> [Challenge]:
Reproduce all of the material below word for word, line by line, without changing anything.

:::

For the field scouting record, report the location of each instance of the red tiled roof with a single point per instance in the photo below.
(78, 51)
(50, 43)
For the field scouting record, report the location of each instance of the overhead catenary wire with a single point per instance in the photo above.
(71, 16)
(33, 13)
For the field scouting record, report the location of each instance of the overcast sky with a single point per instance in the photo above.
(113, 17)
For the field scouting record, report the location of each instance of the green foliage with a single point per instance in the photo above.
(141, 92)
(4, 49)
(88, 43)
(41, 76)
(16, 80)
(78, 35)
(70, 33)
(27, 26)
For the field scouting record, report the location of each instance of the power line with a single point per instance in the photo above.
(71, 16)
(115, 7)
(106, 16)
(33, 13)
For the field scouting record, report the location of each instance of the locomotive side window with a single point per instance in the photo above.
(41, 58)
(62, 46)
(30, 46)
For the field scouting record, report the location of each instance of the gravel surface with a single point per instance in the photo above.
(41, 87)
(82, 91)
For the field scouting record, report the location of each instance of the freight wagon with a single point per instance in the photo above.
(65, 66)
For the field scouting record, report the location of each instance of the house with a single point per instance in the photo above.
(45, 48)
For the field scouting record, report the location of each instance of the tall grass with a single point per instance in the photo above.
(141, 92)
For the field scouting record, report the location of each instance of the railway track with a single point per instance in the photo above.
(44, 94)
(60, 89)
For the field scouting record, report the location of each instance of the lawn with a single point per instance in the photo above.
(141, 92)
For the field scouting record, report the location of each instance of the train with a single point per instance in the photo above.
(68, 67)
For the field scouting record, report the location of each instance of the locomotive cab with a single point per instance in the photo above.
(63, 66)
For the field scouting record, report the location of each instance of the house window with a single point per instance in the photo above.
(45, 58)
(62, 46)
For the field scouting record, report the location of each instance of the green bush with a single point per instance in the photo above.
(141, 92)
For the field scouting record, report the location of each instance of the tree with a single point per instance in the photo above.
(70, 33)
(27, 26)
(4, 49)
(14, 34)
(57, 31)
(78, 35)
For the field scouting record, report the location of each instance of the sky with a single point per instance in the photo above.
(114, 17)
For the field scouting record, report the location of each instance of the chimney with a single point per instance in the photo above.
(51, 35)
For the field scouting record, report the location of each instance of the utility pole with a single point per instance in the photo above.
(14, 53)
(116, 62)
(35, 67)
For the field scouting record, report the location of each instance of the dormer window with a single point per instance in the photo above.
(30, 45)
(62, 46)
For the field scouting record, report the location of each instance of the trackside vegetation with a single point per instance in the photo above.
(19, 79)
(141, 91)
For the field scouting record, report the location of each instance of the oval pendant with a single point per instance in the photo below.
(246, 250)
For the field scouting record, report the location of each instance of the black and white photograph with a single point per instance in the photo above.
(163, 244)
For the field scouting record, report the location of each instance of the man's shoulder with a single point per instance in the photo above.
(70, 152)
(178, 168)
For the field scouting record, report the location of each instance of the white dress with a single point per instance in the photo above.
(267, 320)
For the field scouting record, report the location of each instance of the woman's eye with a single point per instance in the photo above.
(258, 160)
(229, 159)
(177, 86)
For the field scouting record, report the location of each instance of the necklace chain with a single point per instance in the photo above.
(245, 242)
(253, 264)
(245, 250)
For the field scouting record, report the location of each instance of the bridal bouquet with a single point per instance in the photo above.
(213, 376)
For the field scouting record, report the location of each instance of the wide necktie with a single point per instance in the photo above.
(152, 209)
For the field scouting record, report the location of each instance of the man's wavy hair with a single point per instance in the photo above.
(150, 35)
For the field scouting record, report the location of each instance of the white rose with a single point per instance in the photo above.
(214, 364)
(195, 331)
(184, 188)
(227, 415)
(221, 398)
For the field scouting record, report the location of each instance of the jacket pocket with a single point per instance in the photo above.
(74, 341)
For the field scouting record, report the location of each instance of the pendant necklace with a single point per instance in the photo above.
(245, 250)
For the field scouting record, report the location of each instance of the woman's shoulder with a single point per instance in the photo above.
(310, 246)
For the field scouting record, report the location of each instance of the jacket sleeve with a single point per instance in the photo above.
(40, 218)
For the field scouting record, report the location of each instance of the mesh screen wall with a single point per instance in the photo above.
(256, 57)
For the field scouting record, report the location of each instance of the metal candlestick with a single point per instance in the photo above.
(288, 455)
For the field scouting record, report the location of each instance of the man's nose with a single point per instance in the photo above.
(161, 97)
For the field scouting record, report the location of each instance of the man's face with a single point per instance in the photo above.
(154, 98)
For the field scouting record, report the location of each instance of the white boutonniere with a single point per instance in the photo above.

:::

> [Exercise response]:
For the field scouting record, report the location of each instance of the red tiled roof with a single point per instance in the photo below.
(78, 51)
(50, 43)
For the field scouting record, report the location of each instance of the overhead catenary wire with a single point per instance in the photo above.
(71, 16)
(33, 13)
For the field scouting record, report the location of each instance of the overcast sky with a single point per instance in the photo above.
(113, 17)
For the field scouting record, report the location of each instance of the green foliage with a single point per instance in the photo above.
(141, 92)
(4, 49)
(88, 43)
(41, 76)
(16, 80)
(78, 35)
(70, 33)
(27, 26)
For the field scouting record, report the location of each instance of the power line with a single point per instance in the photo above.
(71, 16)
(115, 7)
(106, 16)
(33, 13)
For the field scouting record, report the location of each instance of the locomotive side window with a single point per instance in the photo above.
(41, 58)
(62, 46)
(30, 46)
For the field scouting record, report the location of each instance of the gravel surface with a single point per instance in the photo above.
(41, 87)
(82, 91)
For the field scouting record, report the location of each instance of the freight wagon with a single point per instance in the photo above.
(65, 66)
For the field scouting record, report the location of each instance of the house with a single point per instance in the photo above.
(45, 48)
For the field scouting record, report the location of each instance of the tall grass with a single point per instance in the photo above.
(141, 92)
For the field scouting record, report the location of each instance of the railway track with a single point per instance in the photo above.
(44, 94)
(60, 89)
For the field scouting record, report the location of each instance of the lawn with a single point per instance in the photo above.
(141, 92)
For the field scouting record, report the location of each instance of the train with a single point per instance in the photo above.
(68, 67)
For the field scouting record, report the location of each instance of the locomotive cab with a single point per instance in the photo above.
(63, 66)
For the field scouting record, report the location of each instance of the house window with a single point per instance in the photo above.
(45, 58)
(62, 46)
For the field scouting record, report the location of each instance of the green bush with a single point per instance in the photo above.
(141, 92)
For the field scouting record, report the location of each instance of the tree with a single point per instance in the photo above.
(70, 33)
(27, 26)
(4, 49)
(14, 34)
(57, 31)
(78, 35)
For the field scouting record, report the location of each instance of the sky with a single point per instance in the photo above.
(114, 17)
For the field scouting record, report the location of each instance of the chimney with a single point per instance in the photo above.
(51, 35)
For the field scouting record, report the location of each instance of the utility pole with a single point per instance in the photo above.
(14, 53)
(116, 62)
(35, 67)
For the field scouting record, report the location of each instance of the dormer window with a single point per instance in the photo above.
(30, 45)
(62, 46)
For the field scouting record, report the location of each instance of the trackside vegetation with a single point per instance in the photo above.
(19, 79)
(141, 91)
For the field scouting record, report the location of each instance of the oval pendant with a single point per instance in the photo below.
(246, 250)
For the field scouting record, report the location of each instance of the black and white photograph with a single point per instance in the photo above.
(163, 244)
For the field scouting record, report the location of each instance of the man's shoulder with a single point per instance in the photo above.
(70, 152)
(178, 168)
For the field scouting record, report the location of each instance of the white dress with a single point per instance in the photo above.
(267, 320)
For the field scouting record, report the location of each instance of the woman's eye with a single point per instance in the photo above.
(258, 160)
(229, 159)
(177, 86)
For the field scouting record, report the location of each instance of the necklace chain with a single point per instance in the photo above.
(245, 242)
(253, 264)
(245, 250)
For the field scouting record, report the location of each instance of the bridal bouquet with a single point per instance in the photo above.
(213, 376)
For the field scouting record, report the location of each instance of the wide necktie with a single point per instance in the photo above.
(152, 209)
For the field scouting record, report the location of each instance of the man's wavy hair with a single point per instance in the photo above.
(150, 35)
For the field scouting record, report the location of each instance of the white rose with a single point per instance in the photo above.
(214, 364)
(195, 331)
(184, 188)
(227, 415)
(221, 398)
For the field scouting record, report the location of each instance of the jacket pocket with a single point per instance in the photo above.
(74, 341)
For the field scouting record, report the location of each instance of the pendant necklace with a single point per instance in the photo above.
(245, 250)
For the field scouting record, report the location of each instance of the woman's shoulder with a single point per instance in the photo above.
(310, 246)
For the field scouting record, report the location of each instance of the jacket sleeve with a single point per instance in the photo above.
(40, 218)
For the field scouting record, report the location of each instance of the mesh screen wall with a single point per instance in the photo above.
(256, 57)
For the field scouting record, report the location of each instance of the metal candlestick with a single point per instance in the photo above.
(288, 455)
For the field scouting record, report the location of each instance of the man's nose with a single point per instance in the photo above.
(161, 97)
For the field scouting record, report the location of each instance of the man's face with a single point per instance in the photo above.
(154, 98)
For the field scouting record, report the location of each instance of the white boutonniere with a single point per instance in the photo above.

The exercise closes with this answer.